**Task brief:**
Every line containing the string "post" is to be copied from the records.

**Records:**
↓

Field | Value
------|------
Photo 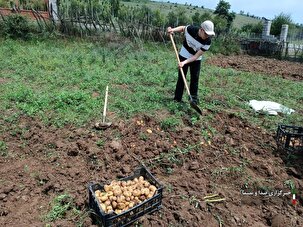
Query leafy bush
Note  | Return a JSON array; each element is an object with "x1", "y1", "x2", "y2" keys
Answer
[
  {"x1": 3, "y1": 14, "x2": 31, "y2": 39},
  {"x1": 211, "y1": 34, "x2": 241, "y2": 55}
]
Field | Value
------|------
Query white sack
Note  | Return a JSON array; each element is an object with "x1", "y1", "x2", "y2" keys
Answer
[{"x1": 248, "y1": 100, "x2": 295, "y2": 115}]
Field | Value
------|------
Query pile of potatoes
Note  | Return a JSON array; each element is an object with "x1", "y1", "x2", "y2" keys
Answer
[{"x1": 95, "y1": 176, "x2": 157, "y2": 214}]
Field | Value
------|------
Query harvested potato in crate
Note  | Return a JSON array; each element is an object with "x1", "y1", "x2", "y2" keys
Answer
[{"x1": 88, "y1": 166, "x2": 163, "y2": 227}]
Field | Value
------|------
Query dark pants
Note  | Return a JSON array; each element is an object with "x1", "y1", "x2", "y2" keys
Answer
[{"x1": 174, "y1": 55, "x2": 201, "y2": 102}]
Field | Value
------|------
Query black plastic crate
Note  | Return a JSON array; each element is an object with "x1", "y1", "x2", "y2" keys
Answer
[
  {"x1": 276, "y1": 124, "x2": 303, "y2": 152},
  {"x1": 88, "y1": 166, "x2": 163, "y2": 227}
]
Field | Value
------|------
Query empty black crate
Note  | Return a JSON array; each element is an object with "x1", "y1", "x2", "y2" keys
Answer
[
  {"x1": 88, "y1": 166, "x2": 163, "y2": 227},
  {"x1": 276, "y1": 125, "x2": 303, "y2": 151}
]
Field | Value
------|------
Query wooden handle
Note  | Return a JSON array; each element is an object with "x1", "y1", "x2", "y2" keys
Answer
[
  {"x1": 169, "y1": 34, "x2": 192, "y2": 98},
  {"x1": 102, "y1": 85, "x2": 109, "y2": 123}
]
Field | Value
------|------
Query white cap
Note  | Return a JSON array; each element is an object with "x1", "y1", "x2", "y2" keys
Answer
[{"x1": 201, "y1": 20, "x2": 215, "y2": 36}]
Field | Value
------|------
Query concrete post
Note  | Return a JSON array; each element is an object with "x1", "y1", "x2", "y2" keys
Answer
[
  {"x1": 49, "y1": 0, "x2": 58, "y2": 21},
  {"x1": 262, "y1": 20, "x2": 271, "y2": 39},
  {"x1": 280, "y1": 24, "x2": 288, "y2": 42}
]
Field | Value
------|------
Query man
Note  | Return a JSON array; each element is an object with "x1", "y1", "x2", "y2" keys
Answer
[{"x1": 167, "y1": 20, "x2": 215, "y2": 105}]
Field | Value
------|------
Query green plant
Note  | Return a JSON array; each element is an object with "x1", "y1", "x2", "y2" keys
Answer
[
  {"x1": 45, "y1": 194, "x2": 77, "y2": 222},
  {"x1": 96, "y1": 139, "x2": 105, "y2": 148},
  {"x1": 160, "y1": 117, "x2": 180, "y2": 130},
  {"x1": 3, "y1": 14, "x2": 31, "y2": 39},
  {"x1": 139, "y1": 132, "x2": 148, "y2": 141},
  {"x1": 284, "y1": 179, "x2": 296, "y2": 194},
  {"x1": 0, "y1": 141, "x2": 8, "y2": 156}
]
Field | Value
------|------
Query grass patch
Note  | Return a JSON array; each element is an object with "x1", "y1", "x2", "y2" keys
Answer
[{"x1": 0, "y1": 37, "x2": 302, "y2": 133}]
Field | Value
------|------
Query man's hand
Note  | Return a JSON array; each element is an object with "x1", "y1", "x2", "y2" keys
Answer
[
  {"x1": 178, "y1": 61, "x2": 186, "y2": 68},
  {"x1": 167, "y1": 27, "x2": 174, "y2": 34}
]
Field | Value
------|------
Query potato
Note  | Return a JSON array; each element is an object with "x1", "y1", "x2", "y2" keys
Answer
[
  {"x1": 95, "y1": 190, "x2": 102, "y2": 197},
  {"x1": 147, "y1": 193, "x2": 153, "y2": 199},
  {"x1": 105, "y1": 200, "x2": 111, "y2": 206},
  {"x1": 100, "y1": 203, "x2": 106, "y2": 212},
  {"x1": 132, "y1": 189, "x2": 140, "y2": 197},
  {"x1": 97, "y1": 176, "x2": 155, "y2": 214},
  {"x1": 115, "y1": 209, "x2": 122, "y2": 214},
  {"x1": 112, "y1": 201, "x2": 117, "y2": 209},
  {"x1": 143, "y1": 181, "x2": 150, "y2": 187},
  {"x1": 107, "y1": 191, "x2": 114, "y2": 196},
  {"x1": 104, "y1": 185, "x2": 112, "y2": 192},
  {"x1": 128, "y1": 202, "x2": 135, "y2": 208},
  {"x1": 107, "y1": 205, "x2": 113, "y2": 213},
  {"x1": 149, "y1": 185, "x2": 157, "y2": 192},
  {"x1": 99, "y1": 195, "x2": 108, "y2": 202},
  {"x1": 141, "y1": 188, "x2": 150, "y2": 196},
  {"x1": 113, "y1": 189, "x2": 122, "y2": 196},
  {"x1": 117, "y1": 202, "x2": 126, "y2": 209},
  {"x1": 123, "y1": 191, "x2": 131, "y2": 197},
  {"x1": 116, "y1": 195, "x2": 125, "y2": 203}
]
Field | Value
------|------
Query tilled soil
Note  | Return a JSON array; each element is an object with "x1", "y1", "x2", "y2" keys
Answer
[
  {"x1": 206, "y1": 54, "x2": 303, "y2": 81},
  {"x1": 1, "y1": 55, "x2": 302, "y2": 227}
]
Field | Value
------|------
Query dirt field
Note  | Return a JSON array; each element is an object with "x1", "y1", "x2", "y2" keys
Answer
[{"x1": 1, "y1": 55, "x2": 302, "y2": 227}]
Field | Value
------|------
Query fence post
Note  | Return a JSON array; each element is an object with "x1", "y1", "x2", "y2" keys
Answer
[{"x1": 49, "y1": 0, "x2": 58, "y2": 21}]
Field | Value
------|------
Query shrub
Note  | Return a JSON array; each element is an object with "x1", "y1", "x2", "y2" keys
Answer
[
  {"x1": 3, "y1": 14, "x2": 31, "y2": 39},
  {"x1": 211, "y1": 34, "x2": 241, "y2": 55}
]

↑
↓

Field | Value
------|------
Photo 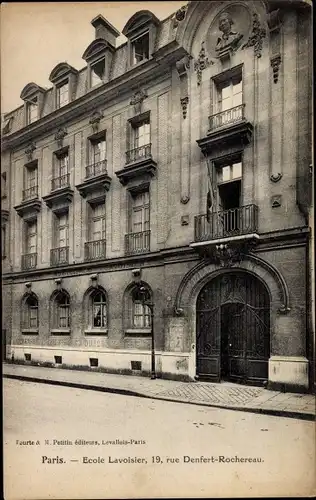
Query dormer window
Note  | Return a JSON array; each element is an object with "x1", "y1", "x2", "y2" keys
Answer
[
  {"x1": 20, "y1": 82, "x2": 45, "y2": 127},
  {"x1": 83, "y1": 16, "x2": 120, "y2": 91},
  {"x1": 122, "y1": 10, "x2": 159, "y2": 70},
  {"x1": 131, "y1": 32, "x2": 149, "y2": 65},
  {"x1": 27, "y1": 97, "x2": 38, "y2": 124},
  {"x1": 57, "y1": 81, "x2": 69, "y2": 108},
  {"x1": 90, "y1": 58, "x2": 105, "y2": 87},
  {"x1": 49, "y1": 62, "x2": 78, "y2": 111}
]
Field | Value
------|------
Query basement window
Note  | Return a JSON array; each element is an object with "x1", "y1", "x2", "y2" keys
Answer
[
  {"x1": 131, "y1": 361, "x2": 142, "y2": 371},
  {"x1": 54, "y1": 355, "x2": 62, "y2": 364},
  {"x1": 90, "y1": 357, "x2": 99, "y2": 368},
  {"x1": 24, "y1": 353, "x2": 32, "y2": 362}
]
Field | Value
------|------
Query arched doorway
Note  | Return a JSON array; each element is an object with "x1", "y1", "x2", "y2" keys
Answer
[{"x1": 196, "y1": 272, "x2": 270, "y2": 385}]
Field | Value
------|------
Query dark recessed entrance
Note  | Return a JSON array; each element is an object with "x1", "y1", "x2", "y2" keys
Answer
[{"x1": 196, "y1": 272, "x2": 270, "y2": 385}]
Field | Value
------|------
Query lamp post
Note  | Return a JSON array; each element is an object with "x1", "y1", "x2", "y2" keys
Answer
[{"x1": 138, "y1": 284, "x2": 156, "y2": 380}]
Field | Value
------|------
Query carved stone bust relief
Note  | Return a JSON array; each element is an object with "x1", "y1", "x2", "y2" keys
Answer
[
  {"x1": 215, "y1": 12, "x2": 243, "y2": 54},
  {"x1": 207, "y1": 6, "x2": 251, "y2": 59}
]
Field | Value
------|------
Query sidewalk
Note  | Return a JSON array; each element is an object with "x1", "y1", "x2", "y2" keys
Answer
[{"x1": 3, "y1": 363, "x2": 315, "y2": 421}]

↑

**Expected answer:**
Query concrete post
Query fence post
Query lamp post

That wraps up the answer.